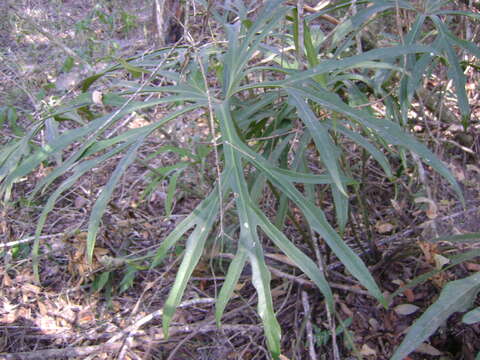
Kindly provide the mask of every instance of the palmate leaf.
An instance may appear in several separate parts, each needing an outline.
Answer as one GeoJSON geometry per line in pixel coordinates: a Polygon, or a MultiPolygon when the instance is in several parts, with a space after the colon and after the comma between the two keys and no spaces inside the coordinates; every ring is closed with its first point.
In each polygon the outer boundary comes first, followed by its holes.
{"type": "Polygon", "coordinates": [[[276,226],[274,226],[265,214],[256,206],[252,206],[252,211],[258,217],[258,222],[262,230],[283,251],[293,263],[302,270],[325,296],[326,303],[330,311],[334,311],[333,294],[325,275],[318,266],[307,255],[301,252],[276,226]]]}
{"type": "Polygon", "coordinates": [[[423,284],[424,282],[430,280],[433,276],[435,276],[435,275],[437,275],[441,272],[448,271],[451,268],[453,268],[454,266],[456,266],[458,264],[461,264],[463,262],[466,262],[466,261],[470,261],[470,260],[472,260],[472,259],[474,259],[478,256],[480,256],[480,249],[470,250],[470,251],[467,251],[465,253],[457,254],[457,255],[454,255],[454,256],[449,256],[449,257],[447,257],[448,260],[449,260],[448,265],[442,267],[441,269],[431,270],[431,271],[428,271],[426,273],[423,273],[422,275],[419,275],[419,276],[415,277],[414,279],[409,281],[406,285],[404,285],[404,286],[398,288],[397,290],[395,290],[390,295],[390,298],[393,299],[396,296],[398,296],[399,294],[402,294],[405,291],[405,289],[412,289],[413,287],[417,286],[418,284],[423,284]]]}
{"type": "MultiPolygon", "coordinates": [[[[228,173],[224,172],[223,176],[228,178],[228,173]]],[[[158,266],[167,255],[168,251],[174,246],[178,240],[191,228],[198,225],[203,219],[208,218],[209,209],[214,208],[214,204],[218,202],[218,189],[214,188],[210,194],[195,207],[195,209],[183,219],[172,232],[162,241],[158,249],[152,254],[150,268],[158,266]]]]}
{"type": "Polygon", "coordinates": [[[480,307],[477,307],[466,313],[462,318],[462,322],[468,325],[480,322],[480,307]]]}
{"type": "MultiPolygon", "coordinates": [[[[402,5],[407,5],[404,1],[401,1],[401,3],[403,3],[402,5]]],[[[360,28],[375,14],[393,7],[395,7],[395,3],[392,3],[391,1],[375,1],[371,6],[359,11],[356,15],[343,21],[335,29],[332,47],[336,47],[338,43],[343,41],[350,32],[360,30],[360,28]]],[[[411,5],[409,5],[409,7],[411,7],[411,5]]]]}
{"type": "Polygon", "coordinates": [[[232,142],[225,140],[225,143],[232,148],[232,151],[235,150],[238,155],[242,156],[257,169],[261,170],[263,175],[266,176],[272,184],[290,198],[290,200],[302,210],[312,229],[324,238],[329,247],[342,261],[350,273],[369,290],[372,296],[377,298],[382,304],[385,304],[383,295],[368,268],[331,227],[322,210],[305,198],[287,178],[283,178],[278,173],[277,168],[273,167],[263,157],[252,151],[238,139],[238,136],[235,133],[235,126],[229,116],[225,115],[223,117],[222,126],[224,126],[224,129],[222,129],[224,136],[228,133],[228,138],[232,139],[232,142]]]}
{"type": "MultiPolygon", "coordinates": [[[[13,183],[18,180],[15,173],[24,166],[24,163],[27,161],[25,159],[31,156],[30,142],[40,128],[40,125],[33,126],[20,140],[8,143],[2,149],[2,155],[0,155],[0,194],[4,194],[5,201],[10,199],[13,183]]],[[[35,166],[29,167],[26,174],[34,169],[35,166]]]]}

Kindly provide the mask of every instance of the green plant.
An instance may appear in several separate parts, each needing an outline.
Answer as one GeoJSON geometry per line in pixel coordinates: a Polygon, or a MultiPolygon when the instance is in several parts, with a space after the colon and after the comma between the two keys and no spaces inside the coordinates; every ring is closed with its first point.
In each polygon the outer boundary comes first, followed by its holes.
{"type": "Polygon", "coordinates": [[[120,11],[120,23],[122,25],[122,32],[129,33],[138,26],[138,18],[130,14],[128,11],[120,11]]]}
{"type": "MultiPolygon", "coordinates": [[[[348,166],[342,141],[348,139],[363,148],[366,156],[375,159],[390,179],[395,177],[390,160],[398,159],[404,168],[408,168],[412,166],[409,154],[415,153],[443,176],[461,198],[460,188],[443,162],[409,134],[407,110],[421,85],[419,79],[423,74],[428,74],[435,62],[446,63],[458,92],[463,123],[467,126],[469,111],[465,79],[452,46],[461,46],[475,55],[480,51],[474,44],[456,38],[441,21],[441,16],[458,12],[444,11],[434,1],[425,2],[424,9],[400,0],[373,1],[371,6],[362,8],[357,15],[338,26],[333,36],[325,36],[311,24],[316,16],[342,10],[351,6],[352,2],[342,1],[314,16],[299,19],[298,13],[292,11],[294,9],[280,6],[281,0],[271,0],[256,14],[254,21],[248,18],[248,9],[242,1],[233,3],[230,11],[236,12],[239,26],[229,24],[228,13],[222,15],[212,10],[226,33],[228,40],[225,46],[208,44],[161,49],[147,56],[120,60],[119,64],[85,79],[82,93],[73,101],[53,109],[26,135],[2,149],[0,191],[8,201],[16,181],[34,171],[43,161],[52,157],[63,159],[57,161],[57,167],[38,182],[31,194],[35,197],[64,176],[64,180],[49,195],[38,221],[32,251],[38,279],[39,237],[57,199],[85,173],[123,153],[90,214],[87,256],[91,260],[101,218],[115,186],[136,161],[146,139],[167,122],[193,110],[204,109],[211,127],[216,183],[155,252],[134,260],[148,261],[151,267],[159,265],[191,230],[164,307],[163,328],[168,333],[172,316],[209,237],[232,241],[236,255],[218,295],[217,322],[220,323],[248,262],[258,294],[258,313],[267,344],[273,356],[278,357],[281,332],[270,291],[270,271],[263,254],[266,239],[283,251],[318,286],[329,311],[334,312],[334,298],[324,273],[282,232],[289,206],[297,207],[312,233],[321,236],[348,272],[386,306],[368,268],[339,235],[348,220],[349,189],[359,182],[354,178],[353,167],[348,166]],[[392,13],[398,8],[417,16],[403,42],[397,39],[389,47],[355,55],[352,39],[367,21],[371,21],[373,15],[392,13]],[[431,33],[424,36],[422,32],[427,19],[435,25],[433,40],[431,33]],[[282,27],[285,22],[288,29],[282,27]],[[294,46],[293,52],[286,50],[289,45],[294,46]],[[323,56],[319,55],[320,50],[323,56]],[[325,54],[330,54],[330,58],[325,54]],[[118,84],[126,85],[124,90],[115,90],[117,87],[102,90],[99,99],[98,91],[91,90],[95,82],[122,70],[126,70],[133,79],[144,75],[149,80],[161,80],[169,85],[124,82],[118,84]],[[397,88],[398,81],[400,86],[397,88]],[[366,84],[366,87],[360,86],[360,83],[366,84]],[[385,116],[379,117],[369,106],[365,89],[383,100],[385,116]],[[146,98],[151,94],[159,97],[146,98]],[[362,103],[360,109],[357,108],[359,102],[362,103]],[[99,111],[99,105],[102,109],[114,110],[105,114],[99,111]],[[170,113],[162,119],[119,134],[112,131],[128,114],[159,105],[170,109],[170,113]],[[54,133],[40,149],[31,146],[34,137],[44,127],[55,128],[65,120],[73,120],[77,126],[65,127],[61,134],[54,133]],[[79,145],[74,151],[69,151],[72,144],[79,145]],[[323,173],[312,173],[306,166],[311,161],[307,151],[310,144],[315,146],[315,161],[322,165],[323,173]],[[332,194],[338,231],[315,203],[319,184],[327,185],[332,194]],[[275,219],[271,219],[262,208],[263,194],[267,191],[276,196],[279,204],[275,219]],[[232,199],[234,210],[231,213],[236,221],[226,224],[232,216],[225,216],[224,206],[232,199]]],[[[358,2],[357,5],[365,3],[358,2]]],[[[161,150],[188,151],[180,148],[161,150]]],[[[191,156],[194,162],[202,163],[207,152],[191,156]]],[[[193,164],[179,162],[171,168],[152,170],[152,188],[156,181],[167,176],[173,184],[169,186],[165,205],[167,213],[172,208],[172,196],[179,176],[189,166],[193,164]]],[[[106,283],[108,276],[99,279],[99,284],[106,283]]]]}

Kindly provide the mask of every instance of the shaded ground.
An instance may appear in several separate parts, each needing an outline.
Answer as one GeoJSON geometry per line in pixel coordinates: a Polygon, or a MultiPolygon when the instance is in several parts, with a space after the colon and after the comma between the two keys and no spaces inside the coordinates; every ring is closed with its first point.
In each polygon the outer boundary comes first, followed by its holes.
{"type": "MultiPolygon", "coordinates": [[[[151,32],[149,6],[138,8],[135,2],[118,1],[112,8],[110,2],[103,1],[98,2],[95,8],[94,3],[37,0],[16,3],[15,6],[26,9],[26,16],[77,51],[95,69],[105,66],[110,61],[109,56],[127,56],[153,47],[148,35],[151,32]],[[132,13],[136,18],[125,15],[132,13]],[[95,62],[95,59],[102,60],[95,62]]],[[[58,97],[67,96],[82,78],[84,70],[79,65],[68,69],[68,55],[64,50],[14,13],[5,14],[7,22],[3,24],[0,35],[0,56],[3,60],[0,101],[20,109],[18,126],[27,128],[30,120],[25,114],[39,111],[42,102],[54,102],[58,97]]],[[[447,256],[478,247],[478,244],[471,243],[432,245],[426,242],[438,235],[480,230],[480,94],[474,85],[479,83],[479,76],[474,71],[467,76],[469,84],[472,84],[469,96],[473,125],[467,134],[469,138],[465,139],[465,134],[458,127],[439,122],[428,109],[422,120],[432,127],[426,129],[419,121],[417,128],[418,135],[431,143],[462,183],[466,207],[463,208],[451,189],[428,169],[426,181],[434,197],[439,199],[435,204],[414,203],[407,193],[399,195],[392,203],[395,186],[387,184],[384,176],[371,164],[367,178],[369,186],[361,194],[367,199],[369,207],[368,223],[355,216],[352,219],[355,226],[346,230],[346,241],[359,253],[366,254],[365,261],[371,266],[386,295],[393,294],[418,275],[438,266],[439,257],[436,255],[447,256]],[[370,244],[367,241],[369,231],[372,233],[370,244]]],[[[448,102],[446,106],[449,106],[448,102]]],[[[455,114],[453,106],[448,109],[455,114]]],[[[162,111],[161,108],[156,109],[136,121],[149,121],[162,111]]],[[[180,143],[187,147],[195,136],[206,140],[208,126],[202,116],[198,114],[200,120],[193,124],[190,119],[183,119],[170,125],[141,150],[140,158],[147,158],[160,145],[180,143]],[[179,132],[182,137],[175,136],[179,132]]],[[[14,126],[5,125],[3,130],[6,138],[15,136],[14,126]]],[[[0,141],[3,143],[4,140],[0,141]]],[[[177,161],[175,156],[165,155],[154,161],[165,166],[177,161]]],[[[95,262],[92,266],[86,265],[88,213],[96,190],[105,184],[114,166],[112,161],[82,178],[78,186],[57,203],[44,231],[47,235],[42,244],[41,288],[34,280],[28,254],[42,198],[27,208],[25,197],[38,178],[49,169],[40,169],[37,174],[20,182],[14,189],[15,202],[0,210],[0,240],[8,244],[1,249],[0,352],[29,352],[24,358],[31,359],[268,358],[256,313],[255,290],[249,282],[248,273],[241,278],[241,286],[236,289],[235,297],[227,308],[224,326],[221,329],[215,326],[211,299],[216,296],[227,265],[221,259],[228,259],[230,249],[224,249],[223,255],[215,254],[213,259],[205,256],[199,264],[186,291],[185,302],[173,319],[168,339],[162,333],[159,309],[174,280],[178,266],[175,256],[172,255],[154,270],[140,269],[132,283],[126,284],[120,284],[126,271],[125,264],[109,262],[111,258],[145,254],[161,242],[208,189],[208,184],[215,178],[213,166],[207,164],[204,178],[199,178],[195,171],[186,174],[186,180],[176,195],[173,215],[166,217],[165,184],[160,184],[155,192],[142,199],[141,192],[148,184],[148,166],[141,161],[135,163],[103,218],[95,262]],[[20,239],[26,241],[15,243],[20,239]],[[104,285],[102,291],[95,291],[101,287],[100,283],[104,285]]],[[[423,184],[412,182],[408,186],[409,191],[415,193],[422,191],[423,184]]],[[[359,214],[358,199],[353,198],[352,201],[353,213],[359,214]]],[[[333,206],[328,197],[323,205],[325,209],[330,209],[328,215],[333,218],[333,206]]],[[[266,199],[265,207],[269,206],[273,208],[266,199]]],[[[300,240],[301,234],[293,224],[289,224],[287,231],[292,240],[300,240]]],[[[309,252],[309,249],[305,251],[309,252]]],[[[326,248],[322,251],[328,254],[326,248]]],[[[273,269],[272,289],[284,334],[282,349],[285,358],[308,358],[308,324],[313,328],[317,348],[328,352],[331,339],[327,335],[327,316],[319,292],[298,275],[298,271],[271,244],[266,244],[265,252],[273,269]]],[[[406,329],[434,301],[442,285],[480,269],[479,259],[472,258],[400,293],[386,310],[366,295],[333,257],[330,260],[329,278],[335,289],[337,310],[349,334],[338,337],[344,354],[342,358],[352,353],[353,342],[364,358],[388,359],[406,329]],[[418,308],[406,314],[399,310],[401,307],[398,305],[402,304],[418,308]]],[[[430,344],[421,349],[423,352],[412,354],[411,358],[435,359],[441,355],[444,359],[474,359],[480,351],[480,326],[463,325],[460,317],[456,314],[450,318],[432,336],[430,344]]],[[[6,355],[0,355],[0,358],[2,356],[6,355]]],[[[329,359],[331,355],[324,358],[329,359]]]]}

....

▸ **Exercise description**
Which lines in the records above contain the string "mask"? Copy them.

▸ **Task answer**
Kindly provide the mask of every instance of the palmate leaf.
Kindly provide the mask of every instance of the green plant.
Kindly provide the mask of every instance of the shaded ground.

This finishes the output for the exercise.